# Assigned task
Of the entries below, return exactly those lines that fall between the one containing "Target: tree trunk" and the one containing "water in the photo above.", the two end lines included.

[Opening The data section]

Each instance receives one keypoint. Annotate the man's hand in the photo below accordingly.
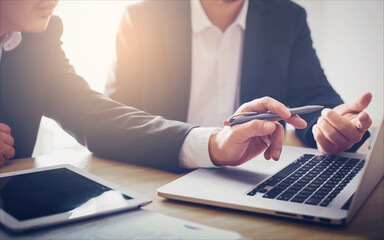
(6, 144)
(240, 143)
(339, 129)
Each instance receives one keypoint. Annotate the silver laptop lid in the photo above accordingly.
(372, 172)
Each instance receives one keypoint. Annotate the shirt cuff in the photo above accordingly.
(194, 152)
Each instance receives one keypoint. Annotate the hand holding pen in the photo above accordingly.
(244, 117)
(236, 144)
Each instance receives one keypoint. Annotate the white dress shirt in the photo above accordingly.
(215, 85)
(9, 41)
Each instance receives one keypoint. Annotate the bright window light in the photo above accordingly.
(89, 41)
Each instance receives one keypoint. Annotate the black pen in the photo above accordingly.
(249, 116)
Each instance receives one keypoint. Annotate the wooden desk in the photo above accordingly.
(368, 224)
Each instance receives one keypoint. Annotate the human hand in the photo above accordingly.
(339, 129)
(6, 144)
(238, 144)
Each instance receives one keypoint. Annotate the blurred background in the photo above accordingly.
(347, 35)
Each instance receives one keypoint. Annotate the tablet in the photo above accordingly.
(40, 197)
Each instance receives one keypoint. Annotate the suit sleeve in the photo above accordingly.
(308, 83)
(108, 128)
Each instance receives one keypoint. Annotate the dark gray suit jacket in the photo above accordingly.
(37, 80)
(152, 70)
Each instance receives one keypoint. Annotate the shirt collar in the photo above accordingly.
(10, 41)
(200, 20)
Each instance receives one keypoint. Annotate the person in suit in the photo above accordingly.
(37, 80)
(196, 61)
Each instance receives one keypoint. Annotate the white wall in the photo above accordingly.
(348, 37)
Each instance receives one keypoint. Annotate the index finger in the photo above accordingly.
(265, 104)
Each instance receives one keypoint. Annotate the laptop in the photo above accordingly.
(303, 184)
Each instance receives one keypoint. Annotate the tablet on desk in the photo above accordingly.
(41, 197)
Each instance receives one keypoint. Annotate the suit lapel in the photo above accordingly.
(255, 50)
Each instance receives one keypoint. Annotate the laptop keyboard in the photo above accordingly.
(311, 179)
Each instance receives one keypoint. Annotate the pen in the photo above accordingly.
(249, 116)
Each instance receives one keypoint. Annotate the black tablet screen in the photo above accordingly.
(53, 191)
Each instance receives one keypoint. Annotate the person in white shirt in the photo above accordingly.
(197, 61)
(37, 80)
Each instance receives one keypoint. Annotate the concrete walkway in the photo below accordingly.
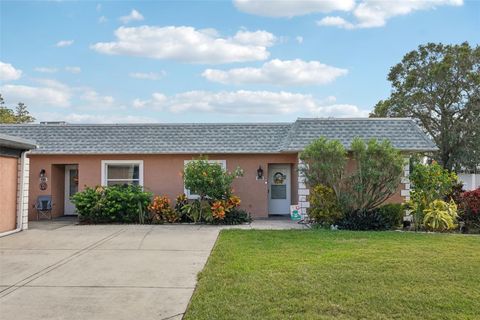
(59, 270)
(101, 272)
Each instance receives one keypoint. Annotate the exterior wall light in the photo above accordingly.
(259, 173)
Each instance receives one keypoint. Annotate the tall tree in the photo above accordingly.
(439, 86)
(20, 115)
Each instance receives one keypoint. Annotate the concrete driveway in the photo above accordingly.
(102, 272)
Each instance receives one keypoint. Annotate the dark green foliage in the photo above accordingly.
(325, 162)
(439, 86)
(324, 208)
(19, 115)
(392, 214)
(236, 216)
(377, 175)
(386, 217)
(363, 220)
(120, 203)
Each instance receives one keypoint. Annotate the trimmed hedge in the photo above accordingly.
(119, 203)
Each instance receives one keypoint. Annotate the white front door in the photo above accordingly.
(71, 187)
(279, 183)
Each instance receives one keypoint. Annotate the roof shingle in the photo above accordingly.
(214, 138)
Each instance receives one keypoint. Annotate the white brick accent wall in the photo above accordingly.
(303, 191)
(22, 204)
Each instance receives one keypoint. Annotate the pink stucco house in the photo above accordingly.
(71, 156)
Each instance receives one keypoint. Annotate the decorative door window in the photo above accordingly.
(278, 187)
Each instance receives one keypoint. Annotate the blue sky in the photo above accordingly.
(215, 61)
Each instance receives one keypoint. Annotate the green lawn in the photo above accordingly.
(344, 275)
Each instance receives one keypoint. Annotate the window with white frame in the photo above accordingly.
(190, 195)
(119, 172)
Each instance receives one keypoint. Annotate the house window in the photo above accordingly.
(190, 195)
(119, 172)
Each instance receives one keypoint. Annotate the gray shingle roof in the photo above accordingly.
(403, 133)
(214, 138)
(18, 143)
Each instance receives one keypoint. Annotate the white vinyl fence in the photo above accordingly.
(471, 181)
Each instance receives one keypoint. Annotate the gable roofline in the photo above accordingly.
(217, 138)
(13, 142)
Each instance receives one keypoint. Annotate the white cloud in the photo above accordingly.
(95, 100)
(188, 44)
(64, 43)
(335, 22)
(147, 75)
(278, 72)
(375, 13)
(46, 69)
(157, 102)
(91, 118)
(246, 102)
(74, 70)
(133, 16)
(282, 8)
(9, 72)
(48, 94)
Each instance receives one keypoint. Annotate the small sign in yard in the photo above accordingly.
(295, 212)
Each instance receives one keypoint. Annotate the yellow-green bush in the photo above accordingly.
(324, 208)
(440, 216)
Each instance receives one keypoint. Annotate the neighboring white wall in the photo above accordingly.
(23, 183)
(470, 181)
(303, 191)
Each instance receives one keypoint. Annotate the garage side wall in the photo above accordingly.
(8, 192)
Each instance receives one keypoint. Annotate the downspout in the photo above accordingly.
(21, 205)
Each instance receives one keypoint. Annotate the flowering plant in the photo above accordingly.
(161, 211)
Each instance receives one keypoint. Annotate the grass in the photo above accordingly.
(293, 274)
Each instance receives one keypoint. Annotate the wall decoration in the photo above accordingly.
(279, 178)
(43, 180)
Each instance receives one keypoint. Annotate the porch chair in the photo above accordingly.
(44, 207)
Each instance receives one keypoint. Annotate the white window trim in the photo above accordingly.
(107, 162)
(191, 196)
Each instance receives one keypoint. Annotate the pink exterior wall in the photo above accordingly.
(162, 175)
(8, 191)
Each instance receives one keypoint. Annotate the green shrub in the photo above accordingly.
(236, 216)
(469, 210)
(440, 216)
(363, 220)
(119, 203)
(392, 214)
(429, 183)
(161, 211)
(324, 208)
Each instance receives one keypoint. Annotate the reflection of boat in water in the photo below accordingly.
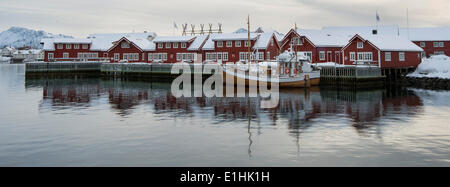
(289, 70)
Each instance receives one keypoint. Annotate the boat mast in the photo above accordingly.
(249, 44)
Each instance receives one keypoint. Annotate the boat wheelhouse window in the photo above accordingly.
(387, 56)
(360, 45)
(401, 56)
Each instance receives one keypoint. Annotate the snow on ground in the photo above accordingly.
(437, 66)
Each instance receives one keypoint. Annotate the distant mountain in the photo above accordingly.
(20, 37)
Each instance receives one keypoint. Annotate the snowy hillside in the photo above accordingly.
(20, 37)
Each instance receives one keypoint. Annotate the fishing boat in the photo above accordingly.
(291, 69)
(288, 71)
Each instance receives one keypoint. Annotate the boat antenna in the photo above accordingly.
(249, 43)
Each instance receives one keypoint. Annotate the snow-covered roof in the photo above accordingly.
(160, 39)
(234, 36)
(350, 31)
(391, 42)
(102, 42)
(198, 43)
(142, 43)
(49, 43)
(427, 34)
(263, 40)
(323, 38)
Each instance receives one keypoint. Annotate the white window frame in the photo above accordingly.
(352, 56)
(422, 44)
(229, 43)
(359, 45)
(401, 56)
(388, 56)
(322, 55)
(150, 56)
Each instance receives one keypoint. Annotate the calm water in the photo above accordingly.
(94, 122)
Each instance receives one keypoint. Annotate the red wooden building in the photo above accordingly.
(318, 45)
(386, 51)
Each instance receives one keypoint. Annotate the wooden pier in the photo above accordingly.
(364, 76)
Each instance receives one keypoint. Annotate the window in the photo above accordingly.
(439, 53)
(387, 56)
(401, 56)
(422, 44)
(322, 55)
(360, 45)
(352, 56)
(225, 57)
(150, 57)
(260, 55)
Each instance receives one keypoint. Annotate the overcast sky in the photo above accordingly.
(82, 17)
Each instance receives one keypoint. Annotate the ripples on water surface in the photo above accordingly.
(95, 122)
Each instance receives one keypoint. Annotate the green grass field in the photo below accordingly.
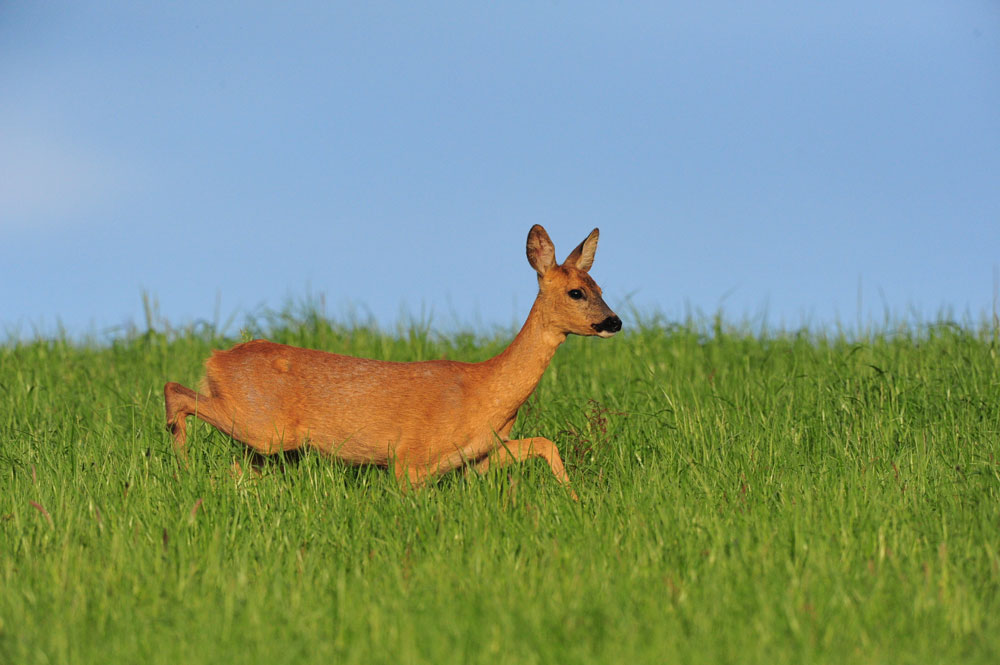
(744, 498)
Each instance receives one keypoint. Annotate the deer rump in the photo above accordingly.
(362, 411)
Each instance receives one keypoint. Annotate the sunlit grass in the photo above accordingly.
(745, 497)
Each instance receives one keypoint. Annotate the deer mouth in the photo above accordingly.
(608, 326)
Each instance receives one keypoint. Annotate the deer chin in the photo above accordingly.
(607, 327)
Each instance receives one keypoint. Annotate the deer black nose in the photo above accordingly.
(610, 324)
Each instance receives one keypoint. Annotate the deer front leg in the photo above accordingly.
(519, 450)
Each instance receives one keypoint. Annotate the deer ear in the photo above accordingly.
(541, 252)
(583, 256)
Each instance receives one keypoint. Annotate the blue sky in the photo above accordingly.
(808, 162)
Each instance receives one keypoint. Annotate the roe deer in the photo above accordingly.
(422, 417)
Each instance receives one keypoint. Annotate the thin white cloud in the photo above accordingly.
(51, 181)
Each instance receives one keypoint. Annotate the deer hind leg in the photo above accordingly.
(520, 450)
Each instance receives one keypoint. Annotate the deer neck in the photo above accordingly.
(517, 370)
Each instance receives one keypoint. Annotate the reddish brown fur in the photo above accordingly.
(422, 417)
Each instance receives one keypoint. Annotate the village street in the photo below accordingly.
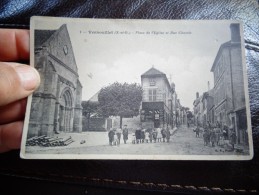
(182, 142)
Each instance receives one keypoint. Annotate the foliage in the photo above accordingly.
(120, 99)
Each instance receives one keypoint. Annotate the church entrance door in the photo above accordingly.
(65, 111)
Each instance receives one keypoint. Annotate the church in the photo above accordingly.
(56, 105)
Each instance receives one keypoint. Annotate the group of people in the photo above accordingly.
(216, 135)
(139, 136)
(115, 135)
(150, 135)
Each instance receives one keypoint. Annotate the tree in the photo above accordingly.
(120, 99)
(89, 108)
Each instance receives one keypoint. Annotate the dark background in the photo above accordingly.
(139, 177)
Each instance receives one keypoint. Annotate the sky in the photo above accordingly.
(122, 50)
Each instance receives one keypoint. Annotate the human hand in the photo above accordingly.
(17, 81)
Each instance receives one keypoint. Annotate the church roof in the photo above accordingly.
(94, 98)
(41, 36)
(153, 72)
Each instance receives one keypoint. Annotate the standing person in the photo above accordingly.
(146, 136)
(159, 135)
(111, 136)
(167, 132)
(125, 134)
(213, 137)
(142, 134)
(118, 133)
(154, 134)
(163, 134)
(232, 137)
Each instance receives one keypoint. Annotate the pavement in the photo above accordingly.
(182, 142)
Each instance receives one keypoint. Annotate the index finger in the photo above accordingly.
(14, 44)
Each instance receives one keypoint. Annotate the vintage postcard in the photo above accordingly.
(138, 89)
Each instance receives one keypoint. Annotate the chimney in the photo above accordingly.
(197, 95)
(235, 32)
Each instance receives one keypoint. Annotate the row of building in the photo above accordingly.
(225, 104)
(160, 107)
(160, 104)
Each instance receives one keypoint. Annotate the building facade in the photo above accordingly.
(56, 105)
(229, 94)
(158, 100)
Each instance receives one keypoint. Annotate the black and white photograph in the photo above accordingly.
(138, 89)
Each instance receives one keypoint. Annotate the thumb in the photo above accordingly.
(17, 81)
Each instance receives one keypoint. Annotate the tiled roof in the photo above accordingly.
(41, 36)
(152, 71)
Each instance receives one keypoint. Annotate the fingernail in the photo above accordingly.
(29, 77)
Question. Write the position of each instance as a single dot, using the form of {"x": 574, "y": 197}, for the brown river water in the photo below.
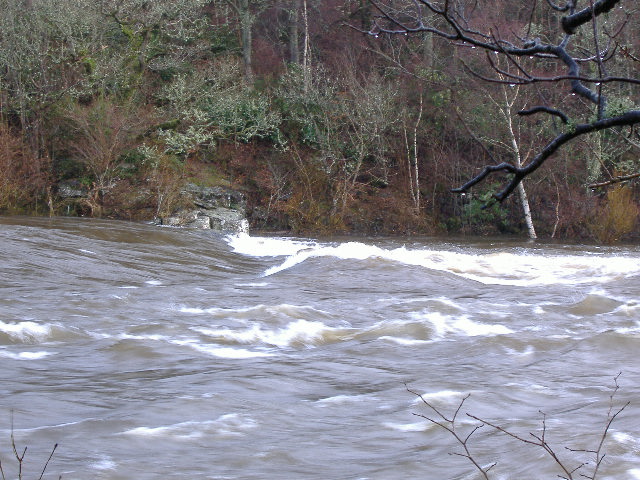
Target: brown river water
{"x": 154, "y": 353}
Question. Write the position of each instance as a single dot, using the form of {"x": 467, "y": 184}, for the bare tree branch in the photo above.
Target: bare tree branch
{"x": 453, "y": 21}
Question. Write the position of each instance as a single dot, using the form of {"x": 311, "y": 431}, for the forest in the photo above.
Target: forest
{"x": 330, "y": 116}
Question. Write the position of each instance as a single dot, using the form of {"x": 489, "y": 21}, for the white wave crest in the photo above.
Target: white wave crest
{"x": 26, "y": 331}
{"x": 511, "y": 267}
{"x": 299, "y": 332}
{"x": 221, "y": 352}
{"x": 445, "y": 324}
{"x": 24, "y": 355}
{"x": 229, "y": 425}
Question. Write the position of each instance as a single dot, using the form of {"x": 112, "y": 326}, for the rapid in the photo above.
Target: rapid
{"x": 147, "y": 352}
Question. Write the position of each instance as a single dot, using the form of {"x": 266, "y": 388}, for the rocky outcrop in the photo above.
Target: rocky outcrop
{"x": 215, "y": 208}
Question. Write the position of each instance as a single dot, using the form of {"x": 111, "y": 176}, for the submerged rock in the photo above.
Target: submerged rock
{"x": 217, "y": 208}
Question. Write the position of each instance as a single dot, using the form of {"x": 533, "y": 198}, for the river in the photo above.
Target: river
{"x": 147, "y": 352}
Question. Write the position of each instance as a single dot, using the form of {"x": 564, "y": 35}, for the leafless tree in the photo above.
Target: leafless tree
{"x": 589, "y": 38}
{"x": 569, "y": 468}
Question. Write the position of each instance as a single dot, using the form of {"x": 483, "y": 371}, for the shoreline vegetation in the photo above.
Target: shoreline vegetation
{"x": 112, "y": 109}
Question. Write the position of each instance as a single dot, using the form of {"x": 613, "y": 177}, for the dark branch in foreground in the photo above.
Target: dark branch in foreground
{"x": 629, "y": 118}
{"x": 452, "y": 20}
{"x": 614, "y": 180}
{"x": 449, "y": 424}
{"x": 549, "y": 110}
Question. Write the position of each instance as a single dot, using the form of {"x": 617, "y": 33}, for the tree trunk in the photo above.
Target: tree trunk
{"x": 294, "y": 32}
{"x": 246, "y": 23}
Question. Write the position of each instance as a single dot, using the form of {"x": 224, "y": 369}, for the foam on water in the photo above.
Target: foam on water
{"x": 221, "y": 352}
{"x": 24, "y": 355}
{"x": 442, "y": 396}
{"x": 26, "y": 331}
{"x": 461, "y": 325}
{"x": 300, "y": 332}
{"x": 521, "y": 267}
{"x": 229, "y": 425}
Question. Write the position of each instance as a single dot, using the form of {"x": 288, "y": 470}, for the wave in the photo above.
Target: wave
{"x": 24, "y": 355}
{"x": 28, "y": 332}
{"x": 515, "y": 266}
{"x": 296, "y": 334}
{"x": 228, "y": 425}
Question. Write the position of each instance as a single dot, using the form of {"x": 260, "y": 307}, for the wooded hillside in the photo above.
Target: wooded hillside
{"x": 323, "y": 127}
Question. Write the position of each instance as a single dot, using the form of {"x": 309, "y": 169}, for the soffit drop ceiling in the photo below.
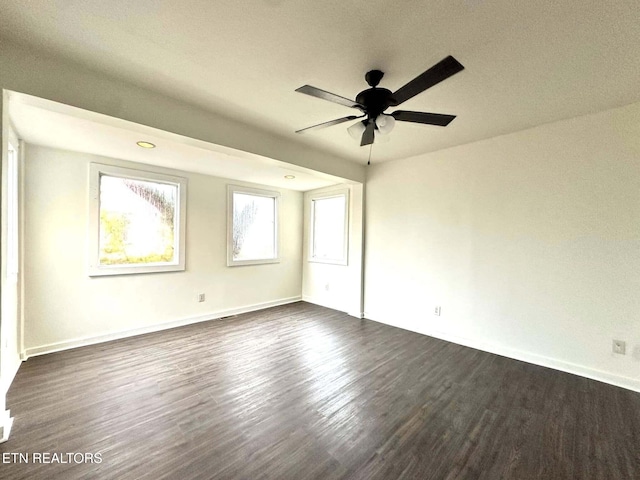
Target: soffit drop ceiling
{"x": 527, "y": 63}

[Closing The data section]

# Result for this task
Target: tree trunk
{"x": 294, "y": 32}
{"x": 246, "y": 23}
Question. Write the position of each instance as a single dot, using the form of {"x": 224, "y": 369}, for the foam on water in the photo above.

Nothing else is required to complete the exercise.